● Data provided:
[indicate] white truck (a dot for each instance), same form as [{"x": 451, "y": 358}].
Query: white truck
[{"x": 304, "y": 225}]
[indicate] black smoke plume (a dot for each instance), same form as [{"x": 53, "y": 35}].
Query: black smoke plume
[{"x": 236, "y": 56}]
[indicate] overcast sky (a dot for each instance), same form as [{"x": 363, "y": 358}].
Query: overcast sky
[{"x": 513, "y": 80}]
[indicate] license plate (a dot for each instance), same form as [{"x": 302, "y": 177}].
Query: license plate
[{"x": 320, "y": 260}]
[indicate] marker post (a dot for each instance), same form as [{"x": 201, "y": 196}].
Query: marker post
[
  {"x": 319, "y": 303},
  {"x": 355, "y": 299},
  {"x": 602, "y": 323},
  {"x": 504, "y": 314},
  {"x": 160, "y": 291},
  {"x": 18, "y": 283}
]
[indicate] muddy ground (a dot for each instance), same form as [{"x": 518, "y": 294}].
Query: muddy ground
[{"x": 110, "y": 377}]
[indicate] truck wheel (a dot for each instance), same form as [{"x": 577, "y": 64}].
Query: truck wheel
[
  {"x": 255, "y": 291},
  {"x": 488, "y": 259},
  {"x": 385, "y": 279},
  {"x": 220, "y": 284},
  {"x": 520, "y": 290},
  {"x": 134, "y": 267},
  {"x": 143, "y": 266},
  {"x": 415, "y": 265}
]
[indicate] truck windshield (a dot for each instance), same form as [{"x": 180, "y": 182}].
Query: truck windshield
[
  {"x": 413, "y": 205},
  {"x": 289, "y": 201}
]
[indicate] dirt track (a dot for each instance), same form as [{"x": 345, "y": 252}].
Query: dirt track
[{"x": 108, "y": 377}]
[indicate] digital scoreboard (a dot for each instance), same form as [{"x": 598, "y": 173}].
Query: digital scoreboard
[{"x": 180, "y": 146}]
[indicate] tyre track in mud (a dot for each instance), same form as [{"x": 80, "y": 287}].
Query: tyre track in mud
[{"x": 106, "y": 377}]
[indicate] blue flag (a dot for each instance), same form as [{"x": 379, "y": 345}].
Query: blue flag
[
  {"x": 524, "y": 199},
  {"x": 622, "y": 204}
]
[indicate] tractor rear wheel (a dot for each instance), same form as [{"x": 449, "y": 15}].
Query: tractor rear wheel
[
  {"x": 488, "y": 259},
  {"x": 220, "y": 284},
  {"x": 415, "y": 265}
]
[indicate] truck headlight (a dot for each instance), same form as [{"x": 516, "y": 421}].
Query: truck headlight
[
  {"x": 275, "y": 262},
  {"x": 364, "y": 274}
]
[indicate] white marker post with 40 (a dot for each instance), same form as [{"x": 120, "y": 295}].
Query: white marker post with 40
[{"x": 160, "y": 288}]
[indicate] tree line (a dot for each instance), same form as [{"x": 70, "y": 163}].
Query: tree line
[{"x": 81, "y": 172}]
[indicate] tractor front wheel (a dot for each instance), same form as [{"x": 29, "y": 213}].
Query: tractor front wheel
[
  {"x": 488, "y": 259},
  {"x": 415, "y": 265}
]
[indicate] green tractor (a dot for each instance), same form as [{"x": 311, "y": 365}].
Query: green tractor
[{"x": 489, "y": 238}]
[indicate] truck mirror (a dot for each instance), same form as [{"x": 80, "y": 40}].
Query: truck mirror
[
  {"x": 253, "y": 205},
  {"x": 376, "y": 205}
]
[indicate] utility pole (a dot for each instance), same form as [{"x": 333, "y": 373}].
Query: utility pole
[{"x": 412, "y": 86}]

● Required task:
Can you give every line above again, exactly as written?

● Solution for this task:
[indicate] white truck (a dot for each instance), same form as [{"x": 451, "y": 358}].
Query: white truck
[{"x": 304, "y": 225}]
[indicate] black smoke plume (a dot for each instance), same form as [{"x": 53, "y": 35}].
Query: black smoke plume
[{"x": 236, "y": 56}]
[indicate] overcast sky (a dot for each instance), same form as [{"x": 363, "y": 358}].
Query: overcast sky
[{"x": 513, "y": 80}]
[indicate] license plate (a dot for each instance), same form as [{"x": 302, "y": 177}].
Query: license plate
[{"x": 320, "y": 260}]
[indicate] marker post (a dot for each instance), same form as [{"x": 201, "y": 196}].
Query: marker post
[
  {"x": 319, "y": 303},
  {"x": 355, "y": 299},
  {"x": 602, "y": 323},
  {"x": 504, "y": 314},
  {"x": 160, "y": 291},
  {"x": 18, "y": 283}
]
[indicate] muddy ground (a dot for each instance), same form as [{"x": 518, "y": 294}].
Query: muddy ground
[{"x": 110, "y": 377}]
[indicate] truck wheel (a dot for each instance), same form as [{"x": 577, "y": 64}].
Query: truck wheel
[
  {"x": 255, "y": 291},
  {"x": 488, "y": 259},
  {"x": 385, "y": 279},
  {"x": 220, "y": 284},
  {"x": 520, "y": 290},
  {"x": 134, "y": 267},
  {"x": 143, "y": 266},
  {"x": 415, "y": 265}
]
[indicate] truck windshield (a dot for each instance), same form as [{"x": 180, "y": 182}].
Query: truck windshield
[
  {"x": 413, "y": 205},
  {"x": 289, "y": 201}
]
[indicate] dirt track (a dot for each instance), same form as [{"x": 345, "y": 252}].
Query: dirt track
[{"x": 108, "y": 377}]
[indicate] digital scoreboard (a dot for each instance), same form as [{"x": 598, "y": 173}].
Query: digital scoreboard
[{"x": 180, "y": 146}]
[indicate] tyre track in mud (a dot for each instance), same form as [{"x": 80, "y": 287}].
Query: tyre track in mud
[{"x": 106, "y": 377}]
[indicate] blue flag (a dot for each instance), same form as [{"x": 379, "y": 345}].
Query: blue flag
[
  {"x": 524, "y": 199},
  {"x": 622, "y": 204}
]
[indicate] tractor rear wheel (a dot for each instance), same form as [{"x": 449, "y": 15}].
Query: tractor rear wheel
[
  {"x": 488, "y": 259},
  {"x": 220, "y": 284},
  {"x": 415, "y": 265}
]
[indicate] truck headlight (a dot for each instance), same form as [{"x": 516, "y": 421}].
Query: truck headlight
[
  {"x": 275, "y": 262},
  {"x": 364, "y": 274}
]
[indicate] white marker post with 40 (a dot for each instance), same form as [{"x": 120, "y": 295}].
Query: white marker post with 40
[{"x": 160, "y": 288}]
[indicate] tree line (a dot for each instance), same form as [{"x": 70, "y": 163}].
Query: tree line
[{"x": 81, "y": 172}]
[indicate] tractor front wheel (a dot for each instance), same form as [{"x": 29, "y": 213}].
Query: tractor front wheel
[
  {"x": 488, "y": 259},
  {"x": 415, "y": 265}
]
[indicate] green tractor (a dot for each instance), same form as [{"x": 311, "y": 365}].
Query: green tractor
[{"x": 489, "y": 238}]
[indicate] truck mirror (a dot for each instance), same form as [{"x": 80, "y": 40}].
Query: truck mirror
[
  {"x": 253, "y": 205},
  {"x": 376, "y": 205}
]
[indicate] utility pole (a dot for each instance), same form as [{"x": 333, "y": 373}].
Query: utility pole
[{"x": 412, "y": 86}]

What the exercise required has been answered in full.